#### Directions:
Transcribe each record below character for character.

#### Input data:
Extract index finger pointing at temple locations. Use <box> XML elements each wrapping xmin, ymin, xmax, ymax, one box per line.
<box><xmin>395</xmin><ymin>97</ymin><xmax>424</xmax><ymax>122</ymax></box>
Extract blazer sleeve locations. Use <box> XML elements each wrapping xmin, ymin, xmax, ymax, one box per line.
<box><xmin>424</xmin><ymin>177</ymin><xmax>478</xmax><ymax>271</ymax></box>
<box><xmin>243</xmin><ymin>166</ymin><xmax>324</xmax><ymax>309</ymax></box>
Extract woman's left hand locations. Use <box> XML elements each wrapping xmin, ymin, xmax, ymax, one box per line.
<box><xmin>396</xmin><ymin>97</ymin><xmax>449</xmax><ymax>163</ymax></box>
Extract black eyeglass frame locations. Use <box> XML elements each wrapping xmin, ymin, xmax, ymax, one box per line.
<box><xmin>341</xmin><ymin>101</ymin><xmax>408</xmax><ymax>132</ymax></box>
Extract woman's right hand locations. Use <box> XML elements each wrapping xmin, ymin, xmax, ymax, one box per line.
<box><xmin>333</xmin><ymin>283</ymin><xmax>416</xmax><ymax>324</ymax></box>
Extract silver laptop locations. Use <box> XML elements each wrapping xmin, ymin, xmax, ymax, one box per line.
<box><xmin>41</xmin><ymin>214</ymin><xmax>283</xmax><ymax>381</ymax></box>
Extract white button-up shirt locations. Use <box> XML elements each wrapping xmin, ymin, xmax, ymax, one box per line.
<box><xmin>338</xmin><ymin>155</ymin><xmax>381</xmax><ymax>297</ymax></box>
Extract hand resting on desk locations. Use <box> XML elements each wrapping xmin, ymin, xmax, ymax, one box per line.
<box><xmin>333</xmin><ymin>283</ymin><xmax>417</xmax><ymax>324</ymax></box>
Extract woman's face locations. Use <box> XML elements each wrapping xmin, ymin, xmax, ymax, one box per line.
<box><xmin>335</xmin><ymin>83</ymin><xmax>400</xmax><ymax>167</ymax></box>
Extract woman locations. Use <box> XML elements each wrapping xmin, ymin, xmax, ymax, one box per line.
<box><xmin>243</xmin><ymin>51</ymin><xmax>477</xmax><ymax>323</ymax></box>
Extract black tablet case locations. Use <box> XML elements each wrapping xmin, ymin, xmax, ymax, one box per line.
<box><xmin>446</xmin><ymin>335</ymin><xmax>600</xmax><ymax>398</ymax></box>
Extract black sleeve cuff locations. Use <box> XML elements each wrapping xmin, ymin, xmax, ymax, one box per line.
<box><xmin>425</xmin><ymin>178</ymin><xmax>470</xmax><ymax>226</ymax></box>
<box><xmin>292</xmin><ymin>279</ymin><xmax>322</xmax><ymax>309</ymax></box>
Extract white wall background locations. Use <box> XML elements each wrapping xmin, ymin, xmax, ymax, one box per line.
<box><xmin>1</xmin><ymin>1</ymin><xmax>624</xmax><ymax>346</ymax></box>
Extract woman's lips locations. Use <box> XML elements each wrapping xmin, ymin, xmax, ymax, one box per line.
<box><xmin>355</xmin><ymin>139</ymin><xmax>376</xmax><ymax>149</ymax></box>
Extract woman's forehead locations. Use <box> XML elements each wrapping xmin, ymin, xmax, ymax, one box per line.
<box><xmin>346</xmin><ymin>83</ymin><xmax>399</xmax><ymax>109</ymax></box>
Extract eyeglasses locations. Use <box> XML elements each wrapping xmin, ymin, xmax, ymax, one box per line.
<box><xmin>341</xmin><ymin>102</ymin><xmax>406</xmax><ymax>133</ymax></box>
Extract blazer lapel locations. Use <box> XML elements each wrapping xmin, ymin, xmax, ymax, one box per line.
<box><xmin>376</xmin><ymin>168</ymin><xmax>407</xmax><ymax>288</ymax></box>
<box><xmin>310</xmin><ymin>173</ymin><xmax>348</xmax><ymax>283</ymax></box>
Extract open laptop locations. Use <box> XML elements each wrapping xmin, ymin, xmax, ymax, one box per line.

#### Expected output:
Extract index finger pointing at temple locations. Use <box> XML elements each wrapping xmin, ymin, xmax, ymax, one box per line.
<box><xmin>395</xmin><ymin>97</ymin><xmax>424</xmax><ymax>122</ymax></box>
Extract blazer sleeve locations. Use <box> XML elements each wrapping xmin, ymin, xmax, ymax, one box per line.
<box><xmin>424</xmin><ymin>177</ymin><xmax>478</xmax><ymax>271</ymax></box>
<box><xmin>243</xmin><ymin>166</ymin><xmax>324</xmax><ymax>309</ymax></box>
Extract woman's left hand locations. Use <box> XML elements each wrapping xmin, ymin, xmax, ymax, one box per line.
<box><xmin>396</xmin><ymin>97</ymin><xmax>449</xmax><ymax>163</ymax></box>
Extract black eyeglass frame locations. Use <box> XML elements each wrapping xmin, ymin, xmax, ymax, one box per line.
<box><xmin>341</xmin><ymin>101</ymin><xmax>408</xmax><ymax>132</ymax></box>
Extract woman's right hand locations. Use <box> XML elements each wrapping xmin, ymin, xmax, ymax, one box per line.
<box><xmin>333</xmin><ymin>283</ymin><xmax>416</xmax><ymax>324</ymax></box>
Extract silver laptop locations. Use <box> XML elements each wrapping xmin, ymin, xmax, ymax, one box per line.
<box><xmin>41</xmin><ymin>214</ymin><xmax>283</xmax><ymax>381</ymax></box>
Extract white button-up shirt locations. Use <box> XML elements each wrapping xmin, ymin, xmax, ymax, one box per line.
<box><xmin>338</xmin><ymin>155</ymin><xmax>381</xmax><ymax>297</ymax></box>
Extract hand resting on desk locations. Use <box> XML elements each wrapping xmin, ymin, xmax, ymax, one box per line.
<box><xmin>333</xmin><ymin>283</ymin><xmax>417</xmax><ymax>324</ymax></box>
Extract woman's face locations. Use <box> XML elements each wrapping xmin, ymin, xmax, ymax, one box per line.
<box><xmin>335</xmin><ymin>83</ymin><xmax>400</xmax><ymax>167</ymax></box>
Extract woman locations. Use <box> XML elements each wrapping xmin, ymin, xmax, ymax, one box per line.
<box><xmin>243</xmin><ymin>51</ymin><xmax>477</xmax><ymax>323</ymax></box>
Extract black tablet case locations. Use <box> XML elements each wrapping xmin, ymin, xmax, ymax, one box per line.
<box><xmin>446</xmin><ymin>335</ymin><xmax>600</xmax><ymax>398</ymax></box>
Extract black sleeve cuff locations. Use <box> XML elements each wrapping xmin, ymin, xmax, ymax, one box per line.
<box><xmin>425</xmin><ymin>178</ymin><xmax>470</xmax><ymax>226</ymax></box>
<box><xmin>292</xmin><ymin>279</ymin><xmax>322</xmax><ymax>309</ymax></box>
Extract white wall background locations. Use <box> XML elements each wrapping xmin, ymin, xmax, ymax, one box per line.
<box><xmin>1</xmin><ymin>1</ymin><xmax>624</xmax><ymax>346</ymax></box>
Extract woman's lips locations. Use <box> XML elements each wrapping xmin, ymin, xmax, ymax, one box per line.
<box><xmin>355</xmin><ymin>139</ymin><xmax>376</xmax><ymax>149</ymax></box>
Extract woman's forehead locations. Use <box> XML elements each wrapping xmin, ymin, xmax, ymax, one box per line.
<box><xmin>346</xmin><ymin>83</ymin><xmax>399</xmax><ymax>109</ymax></box>
Extract eyeglasses locations. Use <box> XML elements each wrapping xmin, ymin, xmax, ymax, one box per line.
<box><xmin>341</xmin><ymin>102</ymin><xmax>406</xmax><ymax>133</ymax></box>
Extract blazer lapel locations. Use <box> XML elements each wrapping xmin, ymin, xmax, ymax, one box per line.
<box><xmin>376</xmin><ymin>168</ymin><xmax>407</xmax><ymax>288</ymax></box>
<box><xmin>310</xmin><ymin>173</ymin><xmax>348</xmax><ymax>283</ymax></box>
Extract open laptop locations. Use <box> XML elements each wrapping xmin, ymin, xmax, ymax, one box per line.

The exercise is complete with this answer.